# DOCUMENT TEXT
****************

Russian fans of Norwegian TV series Shame

Fans redefine geopolitical and gender-based boundaries: Shame [Skam], is a hit teen drama series produced by the Public Broadcasting Service in Norway. It ran for four seasons from 2015 to 2017 and became a global phenomenon through an active online fan culture. Remakes abound elsewhere, but Russian teens access Skam largely through social media as it has not been on mainstream TV. The intensity and creativity of Russian fandom points to fans as creators who are able to defy societal and cultural boundaries, not only with respect to conventional teen topics, but also to political ones such as gay relationships and LGTBQ rights. Through the series Oslo is branded as a well-functioning and beautiful city.

****************

# PROBLEM DETAILS
Please output the text on Russian fans of Skam between "Fans redefine geopolitical" and "and beautiful city.", inclusive, copied word for word. The records come from a separate source.

[Records for pointing]
****************

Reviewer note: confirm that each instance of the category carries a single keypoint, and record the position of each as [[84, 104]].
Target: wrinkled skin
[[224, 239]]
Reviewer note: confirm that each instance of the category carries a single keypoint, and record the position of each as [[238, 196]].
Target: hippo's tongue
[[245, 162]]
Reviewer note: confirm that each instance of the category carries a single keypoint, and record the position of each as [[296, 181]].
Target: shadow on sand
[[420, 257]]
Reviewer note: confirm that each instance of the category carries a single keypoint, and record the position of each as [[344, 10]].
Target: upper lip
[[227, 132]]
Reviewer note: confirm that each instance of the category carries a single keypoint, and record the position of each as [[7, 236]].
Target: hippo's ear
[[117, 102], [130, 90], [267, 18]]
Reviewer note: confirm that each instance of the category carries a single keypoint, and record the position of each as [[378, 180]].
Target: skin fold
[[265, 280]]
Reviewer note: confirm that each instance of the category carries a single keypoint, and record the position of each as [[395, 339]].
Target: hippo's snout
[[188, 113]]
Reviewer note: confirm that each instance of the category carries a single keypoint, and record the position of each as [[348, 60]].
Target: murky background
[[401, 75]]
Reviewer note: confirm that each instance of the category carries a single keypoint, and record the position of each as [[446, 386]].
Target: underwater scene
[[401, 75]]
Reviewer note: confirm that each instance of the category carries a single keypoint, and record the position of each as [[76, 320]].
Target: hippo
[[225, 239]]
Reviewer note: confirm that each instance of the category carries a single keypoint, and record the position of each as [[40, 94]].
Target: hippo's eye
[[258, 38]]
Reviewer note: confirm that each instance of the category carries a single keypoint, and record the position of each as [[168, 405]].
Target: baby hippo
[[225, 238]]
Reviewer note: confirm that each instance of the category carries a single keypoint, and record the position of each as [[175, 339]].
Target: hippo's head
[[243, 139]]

****************

# SOLUTION TO THIS EXERCISE
Fans redefine geopolitical and gender-based boundaries: Shame [Skam], is a hit teen drama series produced by the Public Broadcasting Service in Norway. It ran for four seasons from 2015 to 2017 and became a global phenomenon through an active online fan culture. Remakes abound elsewhere, but Russian teens access Skam largely through social media as it has not been on mainstream TV. The intensity and creativity of Russian fandom points to fans as creators who are able to defy societal and cultural boundaries, not only with respect to conventional teen topics, but also to political ones such as gay relationships and LGTBQ rights. Through the series Oslo is branded as a well-functioning and beautiful city.